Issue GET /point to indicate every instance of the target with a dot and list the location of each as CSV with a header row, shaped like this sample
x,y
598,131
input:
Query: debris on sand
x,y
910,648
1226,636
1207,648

**Instructions for the task:** Rewrite the items with each occurrence of "sand" swapped for "gravel", keeping every other character the same.

**Solution to the problem:**
Issue GET /point to indicate every instance of the target with a dot and list the location of each as CSV with a header row, shaped like this sample
x,y
598,131
input:
Query: debris on gravel
x,y
910,648
1226,636
1207,648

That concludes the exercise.